• Problem requirements
Please reproduce the final stretch of the listing below: the line that contains "Target: tinted window" and all lines after it, verbatim, with nothing else.

___ Records for the exercise ___

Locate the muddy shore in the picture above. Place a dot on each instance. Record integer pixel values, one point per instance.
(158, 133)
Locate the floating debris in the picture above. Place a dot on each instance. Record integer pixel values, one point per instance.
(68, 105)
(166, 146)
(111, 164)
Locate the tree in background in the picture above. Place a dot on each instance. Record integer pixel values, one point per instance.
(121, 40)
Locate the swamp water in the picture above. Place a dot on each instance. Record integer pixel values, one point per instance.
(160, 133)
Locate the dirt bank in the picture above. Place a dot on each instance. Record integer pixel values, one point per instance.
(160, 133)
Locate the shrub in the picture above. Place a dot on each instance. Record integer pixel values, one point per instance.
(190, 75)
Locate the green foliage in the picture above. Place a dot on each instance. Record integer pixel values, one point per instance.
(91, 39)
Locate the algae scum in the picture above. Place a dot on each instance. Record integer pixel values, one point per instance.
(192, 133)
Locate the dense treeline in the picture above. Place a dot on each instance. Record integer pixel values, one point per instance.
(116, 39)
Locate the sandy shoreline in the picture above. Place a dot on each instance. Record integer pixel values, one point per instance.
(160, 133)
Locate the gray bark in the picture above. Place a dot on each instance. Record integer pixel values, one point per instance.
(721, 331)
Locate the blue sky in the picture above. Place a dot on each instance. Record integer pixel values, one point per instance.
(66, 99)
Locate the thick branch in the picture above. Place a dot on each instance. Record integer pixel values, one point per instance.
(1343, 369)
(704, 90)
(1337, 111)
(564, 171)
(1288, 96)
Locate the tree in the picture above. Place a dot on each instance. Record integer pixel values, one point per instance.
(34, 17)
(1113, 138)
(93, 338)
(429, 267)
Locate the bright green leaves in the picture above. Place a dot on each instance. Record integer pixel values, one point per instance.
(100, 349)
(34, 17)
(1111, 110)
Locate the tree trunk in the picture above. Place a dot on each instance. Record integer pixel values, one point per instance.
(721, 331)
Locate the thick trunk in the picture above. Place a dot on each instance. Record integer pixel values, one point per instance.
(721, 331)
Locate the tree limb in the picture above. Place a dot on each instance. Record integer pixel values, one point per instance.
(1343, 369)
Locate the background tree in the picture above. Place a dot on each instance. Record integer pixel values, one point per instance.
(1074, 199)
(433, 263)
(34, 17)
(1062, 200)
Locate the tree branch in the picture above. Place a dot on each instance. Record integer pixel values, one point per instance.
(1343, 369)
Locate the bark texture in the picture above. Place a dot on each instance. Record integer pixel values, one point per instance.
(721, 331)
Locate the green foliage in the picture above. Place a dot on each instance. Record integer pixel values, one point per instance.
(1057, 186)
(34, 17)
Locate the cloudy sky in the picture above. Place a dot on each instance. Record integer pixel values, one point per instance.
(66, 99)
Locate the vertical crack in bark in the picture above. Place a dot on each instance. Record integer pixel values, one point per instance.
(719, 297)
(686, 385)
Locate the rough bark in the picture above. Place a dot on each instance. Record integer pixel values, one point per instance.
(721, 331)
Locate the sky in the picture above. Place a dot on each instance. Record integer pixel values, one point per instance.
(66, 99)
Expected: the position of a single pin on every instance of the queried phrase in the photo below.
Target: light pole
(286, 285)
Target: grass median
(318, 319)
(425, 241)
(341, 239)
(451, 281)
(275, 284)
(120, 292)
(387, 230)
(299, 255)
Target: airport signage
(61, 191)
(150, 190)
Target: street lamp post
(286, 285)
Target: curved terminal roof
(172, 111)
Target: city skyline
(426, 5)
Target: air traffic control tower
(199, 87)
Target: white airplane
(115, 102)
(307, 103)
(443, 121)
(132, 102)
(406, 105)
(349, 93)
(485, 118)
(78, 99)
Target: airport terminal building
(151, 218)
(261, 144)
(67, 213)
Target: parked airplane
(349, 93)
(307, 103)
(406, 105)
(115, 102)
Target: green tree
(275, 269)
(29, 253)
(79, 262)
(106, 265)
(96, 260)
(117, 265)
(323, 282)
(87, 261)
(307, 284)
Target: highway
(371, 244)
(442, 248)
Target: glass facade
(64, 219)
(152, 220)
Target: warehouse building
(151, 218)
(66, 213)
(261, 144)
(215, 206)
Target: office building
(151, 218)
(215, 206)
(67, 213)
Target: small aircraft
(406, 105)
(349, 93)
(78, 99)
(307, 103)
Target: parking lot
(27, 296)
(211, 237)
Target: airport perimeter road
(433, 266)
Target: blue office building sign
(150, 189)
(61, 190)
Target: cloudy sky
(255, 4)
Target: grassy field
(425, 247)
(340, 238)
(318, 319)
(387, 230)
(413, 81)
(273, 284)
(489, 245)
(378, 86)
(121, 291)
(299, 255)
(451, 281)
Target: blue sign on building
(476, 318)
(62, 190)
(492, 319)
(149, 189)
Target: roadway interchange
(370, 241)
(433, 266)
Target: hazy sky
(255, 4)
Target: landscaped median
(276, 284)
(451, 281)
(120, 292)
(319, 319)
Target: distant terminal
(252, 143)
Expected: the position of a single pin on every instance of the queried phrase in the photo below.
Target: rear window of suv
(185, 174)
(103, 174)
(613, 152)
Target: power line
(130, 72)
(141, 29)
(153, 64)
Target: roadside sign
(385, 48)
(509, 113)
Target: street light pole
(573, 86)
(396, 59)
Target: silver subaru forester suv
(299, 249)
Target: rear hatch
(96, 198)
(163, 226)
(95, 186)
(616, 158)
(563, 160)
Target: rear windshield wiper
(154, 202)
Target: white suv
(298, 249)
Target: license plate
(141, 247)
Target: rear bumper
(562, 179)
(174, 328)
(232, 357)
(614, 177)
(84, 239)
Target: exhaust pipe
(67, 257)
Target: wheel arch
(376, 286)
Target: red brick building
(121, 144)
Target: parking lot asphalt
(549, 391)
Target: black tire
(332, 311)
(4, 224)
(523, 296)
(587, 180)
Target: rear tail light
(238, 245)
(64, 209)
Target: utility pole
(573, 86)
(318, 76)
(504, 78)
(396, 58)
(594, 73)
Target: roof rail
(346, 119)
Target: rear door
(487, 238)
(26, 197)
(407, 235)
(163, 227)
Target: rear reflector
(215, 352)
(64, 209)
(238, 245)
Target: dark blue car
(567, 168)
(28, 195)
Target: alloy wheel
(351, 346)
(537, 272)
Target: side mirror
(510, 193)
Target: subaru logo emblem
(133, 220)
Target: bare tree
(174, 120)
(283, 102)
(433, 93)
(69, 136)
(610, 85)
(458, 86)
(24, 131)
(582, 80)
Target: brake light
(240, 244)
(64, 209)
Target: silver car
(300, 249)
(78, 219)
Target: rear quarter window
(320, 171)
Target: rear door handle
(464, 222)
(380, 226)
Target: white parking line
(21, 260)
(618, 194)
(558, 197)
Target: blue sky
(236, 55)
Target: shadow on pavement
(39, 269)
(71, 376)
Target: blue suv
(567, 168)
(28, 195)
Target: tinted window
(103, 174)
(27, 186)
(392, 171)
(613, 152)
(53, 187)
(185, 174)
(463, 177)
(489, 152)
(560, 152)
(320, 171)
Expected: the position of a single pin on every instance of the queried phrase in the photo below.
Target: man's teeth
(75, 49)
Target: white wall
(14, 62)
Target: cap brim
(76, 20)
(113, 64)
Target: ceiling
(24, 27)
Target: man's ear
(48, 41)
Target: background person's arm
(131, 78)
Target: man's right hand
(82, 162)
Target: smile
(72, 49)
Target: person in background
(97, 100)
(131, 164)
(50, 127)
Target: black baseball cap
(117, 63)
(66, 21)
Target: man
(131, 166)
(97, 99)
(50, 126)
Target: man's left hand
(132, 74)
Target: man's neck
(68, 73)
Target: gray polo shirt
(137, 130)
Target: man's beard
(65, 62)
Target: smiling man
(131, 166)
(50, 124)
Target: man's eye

___

• Solution
Target: tinted window
(103, 174)
(27, 186)
(392, 171)
(613, 152)
(53, 187)
(185, 174)
(463, 177)
(489, 152)
(560, 152)
(320, 171)
Expected: the position of a single pin on every instance of the queried phrase in the photo below.
Target: man's teeth
(75, 49)
Target: white wall
(14, 62)
Target: cap brim
(76, 20)
(113, 64)
Target: ceiling
(24, 27)
Target: man's ear
(48, 41)
Target: background person's arm
(131, 78)
Target: man's right hand
(82, 162)
Target: smile
(72, 49)
Target: person in background
(97, 100)
(131, 164)
(50, 127)
Target: black baseball cap
(117, 63)
(66, 21)
Target: man
(131, 166)
(97, 99)
(50, 126)
Target: man's left hand
(132, 74)
Target: man's neck
(68, 73)
Target: gray polo shirt
(137, 130)
Target: man's beard
(65, 62)
Target: smiling man
(131, 166)
(50, 124)
Target: man's eye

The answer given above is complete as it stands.